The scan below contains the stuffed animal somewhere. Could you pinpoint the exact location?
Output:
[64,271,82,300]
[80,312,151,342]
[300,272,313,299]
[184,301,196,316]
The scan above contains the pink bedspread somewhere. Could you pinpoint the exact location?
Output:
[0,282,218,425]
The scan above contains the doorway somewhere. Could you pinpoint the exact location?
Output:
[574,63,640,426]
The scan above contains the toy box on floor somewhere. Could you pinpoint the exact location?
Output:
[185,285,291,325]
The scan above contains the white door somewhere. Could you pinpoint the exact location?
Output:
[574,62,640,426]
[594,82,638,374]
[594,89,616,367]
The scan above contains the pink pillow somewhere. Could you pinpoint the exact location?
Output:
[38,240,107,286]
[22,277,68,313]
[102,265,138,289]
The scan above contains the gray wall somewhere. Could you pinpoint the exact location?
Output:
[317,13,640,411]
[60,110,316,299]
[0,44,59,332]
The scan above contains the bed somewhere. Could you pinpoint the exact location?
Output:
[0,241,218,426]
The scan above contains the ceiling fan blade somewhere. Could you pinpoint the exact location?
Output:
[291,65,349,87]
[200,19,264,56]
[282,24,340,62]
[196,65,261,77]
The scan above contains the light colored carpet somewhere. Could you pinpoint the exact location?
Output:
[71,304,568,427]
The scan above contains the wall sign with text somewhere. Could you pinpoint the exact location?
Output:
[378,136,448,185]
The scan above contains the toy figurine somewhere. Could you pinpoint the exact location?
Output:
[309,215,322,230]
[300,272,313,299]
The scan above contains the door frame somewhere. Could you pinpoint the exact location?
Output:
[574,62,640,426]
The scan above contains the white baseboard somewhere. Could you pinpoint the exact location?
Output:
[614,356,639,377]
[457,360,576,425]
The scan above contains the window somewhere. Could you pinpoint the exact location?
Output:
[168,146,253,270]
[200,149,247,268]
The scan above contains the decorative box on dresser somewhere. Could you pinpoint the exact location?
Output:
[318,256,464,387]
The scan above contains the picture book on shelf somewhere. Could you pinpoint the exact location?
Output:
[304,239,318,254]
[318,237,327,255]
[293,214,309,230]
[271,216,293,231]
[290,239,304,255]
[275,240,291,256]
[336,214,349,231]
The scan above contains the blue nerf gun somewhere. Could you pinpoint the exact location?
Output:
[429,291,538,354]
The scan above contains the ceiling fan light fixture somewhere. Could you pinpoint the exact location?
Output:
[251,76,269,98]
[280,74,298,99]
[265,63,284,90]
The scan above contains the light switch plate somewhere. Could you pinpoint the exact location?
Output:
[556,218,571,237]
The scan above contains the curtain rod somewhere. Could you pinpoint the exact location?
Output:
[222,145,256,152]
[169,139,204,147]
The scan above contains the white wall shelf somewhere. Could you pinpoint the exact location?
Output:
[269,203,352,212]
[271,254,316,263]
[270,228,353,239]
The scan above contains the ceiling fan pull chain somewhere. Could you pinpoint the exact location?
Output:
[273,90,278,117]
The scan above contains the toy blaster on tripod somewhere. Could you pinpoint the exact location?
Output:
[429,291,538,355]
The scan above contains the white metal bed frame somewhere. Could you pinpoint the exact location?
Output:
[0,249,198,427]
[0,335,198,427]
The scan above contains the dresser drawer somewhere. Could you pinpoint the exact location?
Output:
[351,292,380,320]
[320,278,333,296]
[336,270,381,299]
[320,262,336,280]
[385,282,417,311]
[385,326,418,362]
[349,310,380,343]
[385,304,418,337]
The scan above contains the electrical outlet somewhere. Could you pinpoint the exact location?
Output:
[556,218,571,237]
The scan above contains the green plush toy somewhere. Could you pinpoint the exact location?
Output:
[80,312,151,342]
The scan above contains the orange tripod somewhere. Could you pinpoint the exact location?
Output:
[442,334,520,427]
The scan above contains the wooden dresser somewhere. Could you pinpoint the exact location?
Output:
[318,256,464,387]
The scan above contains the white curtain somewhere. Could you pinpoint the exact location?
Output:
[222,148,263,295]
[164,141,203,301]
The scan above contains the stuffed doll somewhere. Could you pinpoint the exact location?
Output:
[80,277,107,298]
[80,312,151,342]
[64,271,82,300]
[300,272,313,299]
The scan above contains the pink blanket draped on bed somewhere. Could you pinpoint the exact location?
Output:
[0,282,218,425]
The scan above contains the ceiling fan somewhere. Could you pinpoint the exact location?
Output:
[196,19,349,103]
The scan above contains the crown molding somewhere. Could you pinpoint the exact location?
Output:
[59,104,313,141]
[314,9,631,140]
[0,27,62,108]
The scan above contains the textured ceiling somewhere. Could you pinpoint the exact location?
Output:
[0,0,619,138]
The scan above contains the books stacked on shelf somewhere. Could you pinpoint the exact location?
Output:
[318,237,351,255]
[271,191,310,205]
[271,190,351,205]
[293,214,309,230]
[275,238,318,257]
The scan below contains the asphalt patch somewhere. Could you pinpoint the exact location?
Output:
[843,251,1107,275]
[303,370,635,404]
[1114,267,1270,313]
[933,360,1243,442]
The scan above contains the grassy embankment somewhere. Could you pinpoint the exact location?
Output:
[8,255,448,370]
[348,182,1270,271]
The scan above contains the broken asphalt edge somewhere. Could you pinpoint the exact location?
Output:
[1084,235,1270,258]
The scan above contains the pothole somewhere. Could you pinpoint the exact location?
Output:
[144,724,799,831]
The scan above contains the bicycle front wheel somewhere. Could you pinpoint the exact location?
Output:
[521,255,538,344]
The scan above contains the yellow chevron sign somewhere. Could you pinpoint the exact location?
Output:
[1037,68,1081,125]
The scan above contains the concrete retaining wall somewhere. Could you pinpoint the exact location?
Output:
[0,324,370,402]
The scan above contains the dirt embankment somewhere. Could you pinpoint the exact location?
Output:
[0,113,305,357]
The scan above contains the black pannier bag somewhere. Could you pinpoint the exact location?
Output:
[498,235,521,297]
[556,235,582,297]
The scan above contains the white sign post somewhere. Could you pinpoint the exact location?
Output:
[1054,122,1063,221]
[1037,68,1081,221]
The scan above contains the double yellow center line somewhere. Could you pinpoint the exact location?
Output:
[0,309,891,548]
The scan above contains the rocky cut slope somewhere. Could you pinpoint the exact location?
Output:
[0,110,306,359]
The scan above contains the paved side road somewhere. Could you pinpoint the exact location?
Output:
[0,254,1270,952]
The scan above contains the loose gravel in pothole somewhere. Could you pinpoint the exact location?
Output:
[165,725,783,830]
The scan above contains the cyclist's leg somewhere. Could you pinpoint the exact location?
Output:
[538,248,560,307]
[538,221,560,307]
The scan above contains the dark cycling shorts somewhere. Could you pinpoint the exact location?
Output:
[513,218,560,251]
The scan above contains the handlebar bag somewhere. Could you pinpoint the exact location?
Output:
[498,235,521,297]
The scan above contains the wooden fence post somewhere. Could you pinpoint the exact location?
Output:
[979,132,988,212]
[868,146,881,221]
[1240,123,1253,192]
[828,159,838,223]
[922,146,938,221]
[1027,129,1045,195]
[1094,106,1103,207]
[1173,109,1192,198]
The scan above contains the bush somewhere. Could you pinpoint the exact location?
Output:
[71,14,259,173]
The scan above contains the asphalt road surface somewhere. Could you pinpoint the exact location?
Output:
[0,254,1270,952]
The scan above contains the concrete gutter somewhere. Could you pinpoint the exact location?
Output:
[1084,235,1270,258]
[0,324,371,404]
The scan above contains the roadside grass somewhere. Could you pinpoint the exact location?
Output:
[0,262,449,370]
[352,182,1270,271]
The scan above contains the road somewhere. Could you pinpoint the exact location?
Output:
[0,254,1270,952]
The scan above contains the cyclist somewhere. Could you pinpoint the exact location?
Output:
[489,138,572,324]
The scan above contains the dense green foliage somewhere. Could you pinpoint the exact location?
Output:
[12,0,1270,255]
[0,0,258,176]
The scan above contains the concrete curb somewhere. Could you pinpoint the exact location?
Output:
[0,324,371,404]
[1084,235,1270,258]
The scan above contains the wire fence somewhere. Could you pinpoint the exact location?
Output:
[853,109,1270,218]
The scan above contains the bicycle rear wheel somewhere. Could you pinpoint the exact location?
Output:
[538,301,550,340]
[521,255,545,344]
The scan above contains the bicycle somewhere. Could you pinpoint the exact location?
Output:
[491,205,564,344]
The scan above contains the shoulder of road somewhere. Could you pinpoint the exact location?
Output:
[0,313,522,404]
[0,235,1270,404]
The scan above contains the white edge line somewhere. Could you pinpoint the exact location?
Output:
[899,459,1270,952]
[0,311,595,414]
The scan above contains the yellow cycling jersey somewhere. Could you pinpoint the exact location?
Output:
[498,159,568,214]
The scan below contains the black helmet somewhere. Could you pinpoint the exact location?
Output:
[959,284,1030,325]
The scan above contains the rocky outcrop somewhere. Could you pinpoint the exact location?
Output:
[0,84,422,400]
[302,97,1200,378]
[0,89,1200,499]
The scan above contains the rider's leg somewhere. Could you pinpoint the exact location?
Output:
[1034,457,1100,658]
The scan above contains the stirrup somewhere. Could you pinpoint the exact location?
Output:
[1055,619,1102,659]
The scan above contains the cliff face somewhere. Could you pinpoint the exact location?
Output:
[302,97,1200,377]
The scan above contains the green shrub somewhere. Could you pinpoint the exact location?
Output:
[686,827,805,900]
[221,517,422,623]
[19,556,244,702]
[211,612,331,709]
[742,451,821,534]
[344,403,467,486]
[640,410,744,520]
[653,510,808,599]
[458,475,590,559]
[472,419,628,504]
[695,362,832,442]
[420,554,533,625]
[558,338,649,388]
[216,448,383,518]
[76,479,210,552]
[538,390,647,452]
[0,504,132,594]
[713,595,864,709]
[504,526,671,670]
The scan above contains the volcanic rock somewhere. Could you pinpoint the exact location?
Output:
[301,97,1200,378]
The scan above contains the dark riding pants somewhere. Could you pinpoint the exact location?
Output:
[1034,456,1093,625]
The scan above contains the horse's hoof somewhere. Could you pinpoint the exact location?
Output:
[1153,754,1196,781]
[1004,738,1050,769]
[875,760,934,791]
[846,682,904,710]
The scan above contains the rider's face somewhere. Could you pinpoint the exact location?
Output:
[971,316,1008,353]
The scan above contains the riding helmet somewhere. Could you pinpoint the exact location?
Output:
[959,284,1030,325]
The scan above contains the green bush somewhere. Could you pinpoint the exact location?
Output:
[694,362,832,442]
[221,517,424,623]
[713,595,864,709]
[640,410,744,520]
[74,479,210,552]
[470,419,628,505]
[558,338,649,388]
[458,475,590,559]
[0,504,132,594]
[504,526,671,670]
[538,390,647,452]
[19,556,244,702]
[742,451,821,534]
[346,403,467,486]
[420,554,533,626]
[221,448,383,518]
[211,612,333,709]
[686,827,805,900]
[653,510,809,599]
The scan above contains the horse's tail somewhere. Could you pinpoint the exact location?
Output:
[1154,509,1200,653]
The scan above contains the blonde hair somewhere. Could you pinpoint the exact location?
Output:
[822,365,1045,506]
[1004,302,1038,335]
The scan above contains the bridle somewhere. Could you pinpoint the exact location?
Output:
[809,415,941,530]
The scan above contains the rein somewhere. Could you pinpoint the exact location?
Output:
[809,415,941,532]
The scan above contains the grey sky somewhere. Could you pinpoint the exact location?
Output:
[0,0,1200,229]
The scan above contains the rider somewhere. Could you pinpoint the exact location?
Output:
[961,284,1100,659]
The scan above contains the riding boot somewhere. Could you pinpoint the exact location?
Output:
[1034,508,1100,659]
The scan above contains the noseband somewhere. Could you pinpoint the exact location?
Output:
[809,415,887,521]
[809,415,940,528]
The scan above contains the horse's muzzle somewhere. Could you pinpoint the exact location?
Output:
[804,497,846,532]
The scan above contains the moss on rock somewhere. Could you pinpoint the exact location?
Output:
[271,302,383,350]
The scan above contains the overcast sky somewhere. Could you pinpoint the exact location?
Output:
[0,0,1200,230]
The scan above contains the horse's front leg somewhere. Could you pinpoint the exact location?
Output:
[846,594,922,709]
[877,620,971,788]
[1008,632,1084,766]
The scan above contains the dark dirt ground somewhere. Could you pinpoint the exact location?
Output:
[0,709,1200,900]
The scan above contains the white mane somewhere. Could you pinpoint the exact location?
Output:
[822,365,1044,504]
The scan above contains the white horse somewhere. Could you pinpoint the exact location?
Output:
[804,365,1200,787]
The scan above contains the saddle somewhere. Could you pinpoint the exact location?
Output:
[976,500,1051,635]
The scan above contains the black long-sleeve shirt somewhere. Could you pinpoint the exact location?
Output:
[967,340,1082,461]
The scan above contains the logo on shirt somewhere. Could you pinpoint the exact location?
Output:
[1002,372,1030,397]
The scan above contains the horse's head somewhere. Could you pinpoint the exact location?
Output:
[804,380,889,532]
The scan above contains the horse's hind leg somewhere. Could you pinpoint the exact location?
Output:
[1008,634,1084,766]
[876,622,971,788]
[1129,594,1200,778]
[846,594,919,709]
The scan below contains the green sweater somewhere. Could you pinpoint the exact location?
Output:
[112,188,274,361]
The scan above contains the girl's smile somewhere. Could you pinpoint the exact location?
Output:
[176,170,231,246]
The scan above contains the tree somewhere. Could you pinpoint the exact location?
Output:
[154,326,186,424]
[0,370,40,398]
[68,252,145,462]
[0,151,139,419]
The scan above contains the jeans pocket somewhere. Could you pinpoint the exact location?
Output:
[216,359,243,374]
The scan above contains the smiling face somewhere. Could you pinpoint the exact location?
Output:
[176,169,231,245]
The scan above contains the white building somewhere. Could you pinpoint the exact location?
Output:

TASK STATEMENT: Revise the stretch of material from the line containing "The scan above contains the handlebar" through the line containing "[71,14,259,173]", changing "bush" to "shrub" and leaving everything else as it is.

THE RESULT:
The scan above contains the handlebar bag somewhere. Could you pinpoint the exact location?
Output:
[498,235,521,297]
The scan above contains the wooden fence post somewhere. Could you pinpoint the exact location?
Output:
[979,132,988,212]
[868,146,881,221]
[1240,123,1253,192]
[828,159,838,223]
[922,146,938,221]
[1027,129,1045,195]
[1094,106,1103,207]
[1173,109,1192,198]
The scan above contains the shrub somewhere. Could you pinpoint the exact location?
Output:
[71,14,259,173]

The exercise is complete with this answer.